■ Texto extraído:
JUNINHO - No comecinho ali, em 1995, 1996, não tinha tanto ainda a coisa da internet. Eu tinha banda, fazia shows nessa época, a gente fazia mala direta de cartaz, porque as pessoas deixavam o endereço nos shows. Eu peguei um pouco essa época aí, de divulgação total por cartaz na rua, lambe-lambe, flyers na Galeria [do Rock], e isso existe até hoje, porque é importante, a parte física é importante, muita gente vai na Galeria, numa loja e vê um cartaz do show e fala: “Olha esse show aqui, legal”. Aí na mesma loja tem o flyer, pega, guarda na carteira e vai no show, tem muita gente assim. Então acho importante manter isso daí, porque ainda funciona. Dizer que a internet hoje resolve 100%... Eu já não acho que é verdade. É muito legal você ver um cartaz bonito numa loja, um A3 colorido lá. E voltando a falar da experiência que eu tenho com o pessoal do Ratos, ou mesmo por conhecer um pessoal de bandas mais antigas, lembro do pessoal do Cólera, que fez uma turnê em 1987 na Europa. Eles marcaram coisas por telefone, falando com os caras lá, tirando alguma coisa por carta, aí viajaram pra lá, e quando chegaram não tinha todos os shows marcados, tinha alguns do começo e aí por telefone foi montando outros... Às vezes ficavam uns três, quatro dias sem shows, ou uma semana, era uma coisa bem estranha, difícil de imaginar hoje em dia... O pessoal do Ratos, que fez turnê em 1989 lá pela primeira vez, também conta umas coisas assim. Milhões de turnês dos anos 1970, dos anos 1980 foram feitas dessa forma.

■ Linhas listadas:

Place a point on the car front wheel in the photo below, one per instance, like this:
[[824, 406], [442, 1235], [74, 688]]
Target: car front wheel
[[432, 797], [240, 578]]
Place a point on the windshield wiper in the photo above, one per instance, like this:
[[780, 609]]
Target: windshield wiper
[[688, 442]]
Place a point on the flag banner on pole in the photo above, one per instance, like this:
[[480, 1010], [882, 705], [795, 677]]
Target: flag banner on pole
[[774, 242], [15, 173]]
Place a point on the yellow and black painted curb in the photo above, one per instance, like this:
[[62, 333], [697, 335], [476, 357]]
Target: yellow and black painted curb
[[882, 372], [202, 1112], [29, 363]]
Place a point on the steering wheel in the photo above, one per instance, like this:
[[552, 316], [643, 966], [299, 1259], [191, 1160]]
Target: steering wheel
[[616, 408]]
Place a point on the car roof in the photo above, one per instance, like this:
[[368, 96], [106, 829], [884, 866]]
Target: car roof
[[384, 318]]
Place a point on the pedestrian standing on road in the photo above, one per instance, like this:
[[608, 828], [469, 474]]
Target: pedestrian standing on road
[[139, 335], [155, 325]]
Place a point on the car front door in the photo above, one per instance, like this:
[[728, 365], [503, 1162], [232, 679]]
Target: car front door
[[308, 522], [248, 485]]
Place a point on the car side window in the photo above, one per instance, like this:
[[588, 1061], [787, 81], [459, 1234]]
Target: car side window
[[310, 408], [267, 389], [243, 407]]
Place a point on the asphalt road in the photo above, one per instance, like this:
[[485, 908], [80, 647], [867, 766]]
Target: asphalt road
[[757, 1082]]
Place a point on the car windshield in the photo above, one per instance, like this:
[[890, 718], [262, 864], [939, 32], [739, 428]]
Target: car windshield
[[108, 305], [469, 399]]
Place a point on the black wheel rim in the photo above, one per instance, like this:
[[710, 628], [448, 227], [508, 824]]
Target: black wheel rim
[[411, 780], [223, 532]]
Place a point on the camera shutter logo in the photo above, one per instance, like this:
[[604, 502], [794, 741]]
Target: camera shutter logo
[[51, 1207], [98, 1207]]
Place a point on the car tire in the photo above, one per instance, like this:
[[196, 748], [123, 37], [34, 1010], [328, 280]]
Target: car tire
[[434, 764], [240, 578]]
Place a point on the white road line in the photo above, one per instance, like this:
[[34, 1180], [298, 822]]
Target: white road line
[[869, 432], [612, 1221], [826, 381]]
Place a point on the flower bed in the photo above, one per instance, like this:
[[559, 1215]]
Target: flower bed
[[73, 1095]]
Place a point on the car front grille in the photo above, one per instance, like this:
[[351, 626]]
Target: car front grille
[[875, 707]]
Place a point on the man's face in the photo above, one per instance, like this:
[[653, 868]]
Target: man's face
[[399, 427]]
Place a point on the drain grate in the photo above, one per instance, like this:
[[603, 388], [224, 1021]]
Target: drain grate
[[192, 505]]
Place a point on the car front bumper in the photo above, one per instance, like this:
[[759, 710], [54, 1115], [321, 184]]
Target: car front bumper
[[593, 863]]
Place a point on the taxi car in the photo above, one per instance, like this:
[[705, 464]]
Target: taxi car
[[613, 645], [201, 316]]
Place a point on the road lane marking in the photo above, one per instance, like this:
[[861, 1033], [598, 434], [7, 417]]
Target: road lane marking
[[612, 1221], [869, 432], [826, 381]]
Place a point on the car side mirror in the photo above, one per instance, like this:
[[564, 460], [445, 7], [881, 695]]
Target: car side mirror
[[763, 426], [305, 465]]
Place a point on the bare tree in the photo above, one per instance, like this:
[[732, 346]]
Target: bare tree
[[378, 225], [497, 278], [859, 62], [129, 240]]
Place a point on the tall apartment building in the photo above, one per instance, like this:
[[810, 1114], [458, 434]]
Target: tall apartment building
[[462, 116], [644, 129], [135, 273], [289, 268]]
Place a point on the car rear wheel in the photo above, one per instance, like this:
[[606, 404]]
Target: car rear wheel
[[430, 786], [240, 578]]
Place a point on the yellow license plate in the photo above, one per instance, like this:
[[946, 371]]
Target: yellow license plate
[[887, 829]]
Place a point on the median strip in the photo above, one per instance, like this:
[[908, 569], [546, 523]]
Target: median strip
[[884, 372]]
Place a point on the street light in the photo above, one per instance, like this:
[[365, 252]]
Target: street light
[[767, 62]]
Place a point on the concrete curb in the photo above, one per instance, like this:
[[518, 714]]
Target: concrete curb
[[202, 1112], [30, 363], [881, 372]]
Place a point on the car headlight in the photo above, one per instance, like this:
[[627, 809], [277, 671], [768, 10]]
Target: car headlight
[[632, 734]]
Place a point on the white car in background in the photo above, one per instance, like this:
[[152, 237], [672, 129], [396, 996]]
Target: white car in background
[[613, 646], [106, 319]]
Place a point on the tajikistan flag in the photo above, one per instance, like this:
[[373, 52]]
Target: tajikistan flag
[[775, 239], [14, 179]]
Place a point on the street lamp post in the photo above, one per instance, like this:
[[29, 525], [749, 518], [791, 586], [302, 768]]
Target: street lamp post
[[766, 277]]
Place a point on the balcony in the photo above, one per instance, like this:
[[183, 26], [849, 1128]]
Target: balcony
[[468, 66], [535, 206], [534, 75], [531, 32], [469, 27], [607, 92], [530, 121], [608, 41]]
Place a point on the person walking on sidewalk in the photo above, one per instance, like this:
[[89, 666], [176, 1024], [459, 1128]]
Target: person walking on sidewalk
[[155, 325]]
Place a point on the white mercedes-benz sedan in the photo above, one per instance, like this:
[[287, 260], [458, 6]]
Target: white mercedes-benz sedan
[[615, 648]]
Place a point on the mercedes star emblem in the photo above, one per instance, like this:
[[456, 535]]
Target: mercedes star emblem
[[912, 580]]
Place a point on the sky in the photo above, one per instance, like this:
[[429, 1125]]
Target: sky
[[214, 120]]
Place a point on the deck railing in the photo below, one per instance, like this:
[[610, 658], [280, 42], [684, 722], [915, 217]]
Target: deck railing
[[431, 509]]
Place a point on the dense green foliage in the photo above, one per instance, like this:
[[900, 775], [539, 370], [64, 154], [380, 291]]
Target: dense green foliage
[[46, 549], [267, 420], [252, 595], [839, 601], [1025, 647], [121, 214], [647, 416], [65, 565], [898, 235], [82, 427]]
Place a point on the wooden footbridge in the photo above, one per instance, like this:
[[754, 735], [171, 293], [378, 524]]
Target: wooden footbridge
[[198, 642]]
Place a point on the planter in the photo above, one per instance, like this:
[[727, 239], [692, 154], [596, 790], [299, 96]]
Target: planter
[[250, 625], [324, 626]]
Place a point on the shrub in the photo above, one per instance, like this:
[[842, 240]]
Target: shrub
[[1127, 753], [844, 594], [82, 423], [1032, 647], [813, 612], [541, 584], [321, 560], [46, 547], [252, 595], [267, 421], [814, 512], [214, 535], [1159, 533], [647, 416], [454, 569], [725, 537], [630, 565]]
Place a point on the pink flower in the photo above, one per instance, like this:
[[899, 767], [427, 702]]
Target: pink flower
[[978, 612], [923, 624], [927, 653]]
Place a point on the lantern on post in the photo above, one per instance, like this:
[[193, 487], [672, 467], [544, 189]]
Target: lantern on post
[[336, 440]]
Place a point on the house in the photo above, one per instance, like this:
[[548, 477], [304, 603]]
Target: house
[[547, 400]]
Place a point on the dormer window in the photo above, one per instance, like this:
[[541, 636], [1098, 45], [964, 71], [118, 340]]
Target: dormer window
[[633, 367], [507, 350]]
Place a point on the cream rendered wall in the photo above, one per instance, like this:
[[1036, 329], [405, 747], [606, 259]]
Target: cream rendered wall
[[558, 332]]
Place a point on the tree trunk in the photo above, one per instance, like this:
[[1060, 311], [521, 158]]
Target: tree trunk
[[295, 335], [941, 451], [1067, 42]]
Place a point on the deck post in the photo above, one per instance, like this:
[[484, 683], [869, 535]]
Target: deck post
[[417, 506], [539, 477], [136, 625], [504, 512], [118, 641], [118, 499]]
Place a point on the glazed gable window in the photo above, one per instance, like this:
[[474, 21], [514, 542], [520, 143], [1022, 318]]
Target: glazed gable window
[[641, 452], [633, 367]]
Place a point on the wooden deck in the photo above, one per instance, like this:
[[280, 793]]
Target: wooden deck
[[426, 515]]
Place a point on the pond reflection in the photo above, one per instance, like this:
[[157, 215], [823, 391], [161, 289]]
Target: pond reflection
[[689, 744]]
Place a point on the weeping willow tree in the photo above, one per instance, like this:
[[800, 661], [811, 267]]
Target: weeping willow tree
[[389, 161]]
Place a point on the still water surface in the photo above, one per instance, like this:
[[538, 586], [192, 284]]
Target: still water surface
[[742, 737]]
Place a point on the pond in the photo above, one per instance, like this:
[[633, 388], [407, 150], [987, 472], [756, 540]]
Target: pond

■ O que fazer:
Reproduza na íntegra, sem alterar nada, o texto extraído acima sobre a divulgação de shows e as turnês das bandas.

■ Resposta:
JUNINHO - No comecinho ali, em 1995, 1996, não tinha tanto ainda a coisa da internet. Eu tinha banda, fazia shows nessa época, a gente fazia mala direta de cartaz, porque as pessoas deixavam o endereço nos shows. Eu peguei um pouco essa época aí, de divulgação total por cartaz na rua, lambe-lambe, flyers na Galeria [do Rock], e isso existe até hoje, porque é importante, a parte física é importante, muita gente vai na Galeria, numa loja e vê um cartaz do show e fala: “Olha esse show aqui, legal”. Aí na mesma loja tem o flyer, pega, guarda na carteira e vai no show, tem muita gente assim. Então acho importante manter isso daí, porque ainda funciona. Dizer que a internet hoje resolve 100%... Eu já não acho que é verdade. É muito legal você ver um cartaz bonito numa loja, um A3 colorido lá. E voltando a falar da experiência que eu tenho com o pessoal do Ratos, ou mesmo por conhecer um pessoal de bandas mais antigas, lembro do pessoal do Cólera, que fez uma turnê em 1987 na Europa. Eles marcaram coisas por telefone, falando com os caras lá, tirando alguma coisa por carta, aí viajaram pra lá, e quando chegaram não tinha todos os shows marcados, tinha alguns do começo e aí por telefone foi montando outros... Às vezes ficavam uns três, quatro dias sem shows, ou uma semana, era uma coisa bem estranha, difícil de imaginar hoje em dia... O pessoal do Ratos, que fez turnê em 1989 lá pela primeira vez, também conta umas coisas assim. Milhões de turnês dos anos 1970, dos anos 1980 foram feitas dessa forma.